- _Given exercise_:
Format the entries below as a Markdown table with a Row column holding each line's number and a Line column holding the line itself, skipping blank lines. Omit the pictures from the answer.

Labeled-object pointing entries:
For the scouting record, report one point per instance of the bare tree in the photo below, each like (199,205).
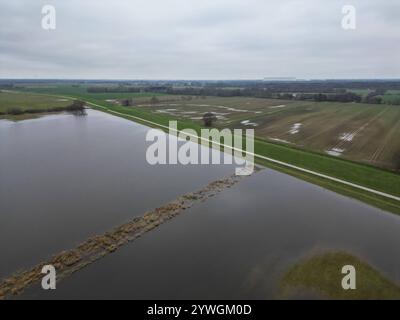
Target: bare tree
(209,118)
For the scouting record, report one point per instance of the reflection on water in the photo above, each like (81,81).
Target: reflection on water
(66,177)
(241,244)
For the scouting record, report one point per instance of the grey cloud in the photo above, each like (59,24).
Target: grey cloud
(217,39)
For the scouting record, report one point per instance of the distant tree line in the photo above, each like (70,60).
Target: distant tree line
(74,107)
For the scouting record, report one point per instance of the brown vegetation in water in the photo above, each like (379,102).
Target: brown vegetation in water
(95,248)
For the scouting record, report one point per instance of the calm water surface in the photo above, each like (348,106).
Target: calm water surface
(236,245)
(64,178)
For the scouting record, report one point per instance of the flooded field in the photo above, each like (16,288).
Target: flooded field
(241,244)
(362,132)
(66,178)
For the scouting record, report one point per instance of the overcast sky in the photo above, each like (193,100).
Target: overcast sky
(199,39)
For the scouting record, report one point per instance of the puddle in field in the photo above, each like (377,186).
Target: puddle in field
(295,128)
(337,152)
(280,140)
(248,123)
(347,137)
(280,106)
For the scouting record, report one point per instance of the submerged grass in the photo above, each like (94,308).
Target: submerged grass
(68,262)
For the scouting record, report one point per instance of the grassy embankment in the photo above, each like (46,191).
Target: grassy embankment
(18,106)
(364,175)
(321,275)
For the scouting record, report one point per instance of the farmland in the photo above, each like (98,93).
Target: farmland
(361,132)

- _Answer in full_:
| Row | Line |
|---|---|
| 1 | For the scouting record, report one point per instance of the bare tree in the photo below, each like (199,205). |
| 2 | Target: bare tree |
| 3 | (209,118) |
| 4 | For the scouting record, report one point per instance of the reflection on water in the photo above, each like (81,81). |
| 5 | Target: reflection on water |
| 6 | (66,177) |
| 7 | (241,244) |
| 8 | For the scouting record, report one point per instance of the grey cloud in the photo above, each like (59,24). |
| 9 | Target: grey cloud |
| 10 | (217,39) |
| 11 | For the scouting record, report one point per instance of the distant tree line in the photo above, each like (70,60). |
| 12 | Target: distant tree line |
| 13 | (74,107) |
| 14 | For the scouting record, report one point per instance of the brown vegetation in water in the photo above, each like (379,102). |
| 15 | Target: brown vegetation in water |
| 16 | (95,248) |
| 17 | For the scouting record, report one point per instance of the calm water surface in the photo above, each like (348,106). |
| 18 | Target: calm water surface |
| 19 | (236,245) |
| 20 | (64,178) |
| 21 | For the scouting record, report one point per instance of the flooded field in the photo above, each like (16,288). |
| 22 | Target: flooded field |
| 23 | (241,244) |
| 24 | (362,132) |
| 25 | (66,178) |
| 26 | For the scouting record, report one point per instance of the overcast sky in the photo above, each like (193,100). |
| 27 | Target: overcast sky |
| 28 | (199,39) |
| 29 | For the scouting record, report one point per instance of the puddle in field in the photo above, each like (377,186). |
| 30 | Target: puddle in field |
| 31 | (295,128) |
| 32 | (337,152) |
| 33 | (280,140) |
| 34 | (248,123) |
| 35 | (347,137) |
| 36 | (280,106) |
| 37 | For the scouting record, report one point per instance of the submerged grass in the photo above, each like (94,308). |
| 38 | Target: submerged grass |
| 39 | (68,262) |
| 40 | For the scouting record, report one point per instance of the grassy embankment in the photo above, each like (46,191). |
| 41 | Target: grassy embankment |
| 42 | (18,106) |
| 43 | (364,175) |
| 44 | (321,275) |
| 45 | For the scouting record, report one point per instance of the farmland in the photo above, each like (98,93). |
| 46 | Target: farmland |
| 47 | (361,132) |